[Part of a data file]
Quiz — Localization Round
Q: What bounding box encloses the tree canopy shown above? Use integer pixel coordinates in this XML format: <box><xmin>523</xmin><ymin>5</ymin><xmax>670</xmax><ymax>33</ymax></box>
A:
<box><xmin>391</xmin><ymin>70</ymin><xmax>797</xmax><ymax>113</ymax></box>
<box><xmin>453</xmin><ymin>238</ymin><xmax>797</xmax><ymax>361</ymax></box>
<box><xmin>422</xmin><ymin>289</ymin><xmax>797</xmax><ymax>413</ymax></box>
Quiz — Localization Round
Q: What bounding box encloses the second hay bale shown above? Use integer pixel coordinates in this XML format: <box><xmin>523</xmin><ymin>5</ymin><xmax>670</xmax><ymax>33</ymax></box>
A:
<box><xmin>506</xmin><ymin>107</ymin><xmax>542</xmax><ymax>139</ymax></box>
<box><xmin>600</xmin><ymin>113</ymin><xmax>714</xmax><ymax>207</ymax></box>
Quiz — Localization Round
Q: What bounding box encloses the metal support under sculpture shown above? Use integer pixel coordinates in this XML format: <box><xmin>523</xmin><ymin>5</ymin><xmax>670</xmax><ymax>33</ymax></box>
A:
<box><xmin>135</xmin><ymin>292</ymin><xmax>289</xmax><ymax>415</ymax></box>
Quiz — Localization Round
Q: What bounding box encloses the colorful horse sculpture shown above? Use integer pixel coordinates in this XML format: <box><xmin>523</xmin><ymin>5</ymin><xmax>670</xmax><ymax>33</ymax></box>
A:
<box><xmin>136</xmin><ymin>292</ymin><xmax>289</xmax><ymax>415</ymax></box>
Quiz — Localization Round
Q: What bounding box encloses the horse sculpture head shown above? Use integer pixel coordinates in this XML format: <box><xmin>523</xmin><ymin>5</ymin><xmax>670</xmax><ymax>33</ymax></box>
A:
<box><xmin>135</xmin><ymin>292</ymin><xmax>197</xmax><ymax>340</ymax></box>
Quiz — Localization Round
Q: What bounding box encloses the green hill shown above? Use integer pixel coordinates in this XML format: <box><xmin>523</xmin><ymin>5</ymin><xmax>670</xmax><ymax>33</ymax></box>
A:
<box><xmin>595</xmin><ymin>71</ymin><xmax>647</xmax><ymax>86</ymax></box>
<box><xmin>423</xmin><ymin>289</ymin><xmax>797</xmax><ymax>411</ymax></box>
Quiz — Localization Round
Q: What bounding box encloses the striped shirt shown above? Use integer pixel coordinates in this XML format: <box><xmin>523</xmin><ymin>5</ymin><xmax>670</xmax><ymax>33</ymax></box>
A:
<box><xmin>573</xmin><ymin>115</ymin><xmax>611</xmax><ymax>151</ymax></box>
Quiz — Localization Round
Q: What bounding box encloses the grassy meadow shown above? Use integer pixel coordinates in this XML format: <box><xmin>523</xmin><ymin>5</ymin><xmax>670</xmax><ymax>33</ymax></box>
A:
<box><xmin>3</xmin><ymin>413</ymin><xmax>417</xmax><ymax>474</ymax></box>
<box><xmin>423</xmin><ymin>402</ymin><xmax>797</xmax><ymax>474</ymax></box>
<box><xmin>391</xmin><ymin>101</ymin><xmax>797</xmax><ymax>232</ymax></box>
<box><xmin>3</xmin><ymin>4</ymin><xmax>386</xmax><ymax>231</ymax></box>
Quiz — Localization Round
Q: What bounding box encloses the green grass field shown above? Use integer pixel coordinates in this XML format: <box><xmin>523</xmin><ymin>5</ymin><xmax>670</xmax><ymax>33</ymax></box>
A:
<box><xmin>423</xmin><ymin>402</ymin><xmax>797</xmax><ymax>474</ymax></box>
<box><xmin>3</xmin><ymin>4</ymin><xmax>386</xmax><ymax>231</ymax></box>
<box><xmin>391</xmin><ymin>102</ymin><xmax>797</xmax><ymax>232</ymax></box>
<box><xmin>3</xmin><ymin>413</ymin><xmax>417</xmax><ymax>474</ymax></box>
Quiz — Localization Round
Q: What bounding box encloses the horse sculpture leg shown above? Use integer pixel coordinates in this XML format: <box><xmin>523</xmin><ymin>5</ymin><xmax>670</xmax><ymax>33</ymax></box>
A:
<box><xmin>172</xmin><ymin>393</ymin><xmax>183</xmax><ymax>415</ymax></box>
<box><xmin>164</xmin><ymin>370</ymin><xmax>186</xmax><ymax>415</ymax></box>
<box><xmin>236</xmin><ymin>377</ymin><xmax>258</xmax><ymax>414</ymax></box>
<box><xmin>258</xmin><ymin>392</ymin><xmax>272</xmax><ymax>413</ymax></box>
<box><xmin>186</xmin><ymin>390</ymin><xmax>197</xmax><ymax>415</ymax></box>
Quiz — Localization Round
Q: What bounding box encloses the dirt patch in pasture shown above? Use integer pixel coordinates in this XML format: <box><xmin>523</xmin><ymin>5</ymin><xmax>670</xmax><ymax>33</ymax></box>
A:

● THE REQUEST: The entries above should be repeated exactly, every one of them.

● WRITTEN SOLUTION:
Quiz — Localization Round
Q: What bounding box encloses the tree canopy shown above? Use integer pixel coordinates in this XML format: <box><xmin>523</xmin><ymin>5</ymin><xmax>670</xmax><ymax>33</ymax></box>
A:
<box><xmin>391</xmin><ymin>70</ymin><xmax>797</xmax><ymax>113</ymax></box>
<box><xmin>453</xmin><ymin>238</ymin><xmax>797</xmax><ymax>361</ymax></box>
<box><xmin>422</xmin><ymin>289</ymin><xmax>797</xmax><ymax>413</ymax></box>
Quiz — Localization Round
Q: What bounding box encloses the second hay bale shown above? Use integer pixel coordinates in this XML format: <box><xmin>523</xmin><ymin>5</ymin><xmax>670</xmax><ymax>33</ymax></box>
A:
<box><xmin>506</xmin><ymin>107</ymin><xmax>542</xmax><ymax>139</ymax></box>
<box><xmin>600</xmin><ymin>113</ymin><xmax>714</xmax><ymax>207</ymax></box>
Quiz — Localization Round
Q: What bounding box encloses the metal support under sculpture shown above? Use integer pixel coordinates in this XML format: <box><xmin>523</xmin><ymin>5</ymin><xmax>670</xmax><ymax>33</ymax></box>
A:
<box><xmin>135</xmin><ymin>292</ymin><xmax>289</xmax><ymax>415</ymax></box>
Quiz — Localization Round
Q: What bounding box encloses the colorful horse sculpture shown above? Use integer pixel coordinates in this XML format: <box><xmin>523</xmin><ymin>5</ymin><xmax>670</xmax><ymax>33</ymax></box>
A:
<box><xmin>136</xmin><ymin>292</ymin><xmax>289</xmax><ymax>415</ymax></box>
Quiz — Localization Round
Q: What bounding box encloses the horse sculpture head shown above? Use integer pixel coordinates in this XML format: <box><xmin>523</xmin><ymin>5</ymin><xmax>670</xmax><ymax>33</ymax></box>
A:
<box><xmin>135</xmin><ymin>292</ymin><xmax>197</xmax><ymax>340</ymax></box>
Quiz — Localization Round
Q: What bounding box encloses the green hill shown above? Use integer pixel coordinates in this XML format: <box><xmin>523</xmin><ymin>5</ymin><xmax>670</xmax><ymax>33</ymax></box>
A:
<box><xmin>595</xmin><ymin>71</ymin><xmax>647</xmax><ymax>86</ymax></box>
<box><xmin>423</xmin><ymin>289</ymin><xmax>797</xmax><ymax>411</ymax></box>
Quiz — Localization Round
Q: What bounding box encloses the striped shirt shown above? Use integer pixel coordinates in this XML format: <box><xmin>523</xmin><ymin>5</ymin><xmax>670</xmax><ymax>33</ymax></box>
A:
<box><xmin>573</xmin><ymin>115</ymin><xmax>611</xmax><ymax>151</ymax></box>
Quiz — Localization Round
Q: What bounding box encloses the grassy meadow shown above? Use integer pixel coordinates in this XML format: <box><xmin>523</xmin><ymin>5</ymin><xmax>670</xmax><ymax>33</ymax></box>
A:
<box><xmin>3</xmin><ymin>413</ymin><xmax>417</xmax><ymax>474</ymax></box>
<box><xmin>423</xmin><ymin>402</ymin><xmax>797</xmax><ymax>474</ymax></box>
<box><xmin>391</xmin><ymin>101</ymin><xmax>797</xmax><ymax>232</ymax></box>
<box><xmin>3</xmin><ymin>4</ymin><xmax>386</xmax><ymax>231</ymax></box>
Quiz — Localization Round
Q: What bounding box encloses the green grass field shown above? Use integer pixel coordinates in this XML format: <box><xmin>523</xmin><ymin>5</ymin><xmax>670</xmax><ymax>33</ymax></box>
A:
<box><xmin>423</xmin><ymin>402</ymin><xmax>797</xmax><ymax>474</ymax></box>
<box><xmin>3</xmin><ymin>4</ymin><xmax>386</xmax><ymax>231</ymax></box>
<box><xmin>391</xmin><ymin>102</ymin><xmax>797</xmax><ymax>232</ymax></box>
<box><xmin>3</xmin><ymin>413</ymin><xmax>417</xmax><ymax>474</ymax></box>
Quiz — Localization Round
Q: What bounding box encloses the horse sculpture leg shown above? Use integer pixel coordinates in this XML format: <box><xmin>523</xmin><ymin>5</ymin><xmax>670</xmax><ymax>33</ymax></box>
A:
<box><xmin>172</xmin><ymin>393</ymin><xmax>183</xmax><ymax>415</ymax></box>
<box><xmin>164</xmin><ymin>370</ymin><xmax>186</xmax><ymax>415</ymax></box>
<box><xmin>236</xmin><ymin>377</ymin><xmax>258</xmax><ymax>414</ymax></box>
<box><xmin>258</xmin><ymin>392</ymin><xmax>272</xmax><ymax>413</ymax></box>
<box><xmin>186</xmin><ymin>390</ymin><xmax>197</xmax><ymax>415</ymax></box>
Quiz — Localization Round
Q: What bounding box encloses the dirt patch in pasture shown above? Use integer pixel coordinates in this XML format: <box><xmin>523</xmin><ymin>5</ymin><xmax>670</xmax><ymax>33</ymax></box>
A:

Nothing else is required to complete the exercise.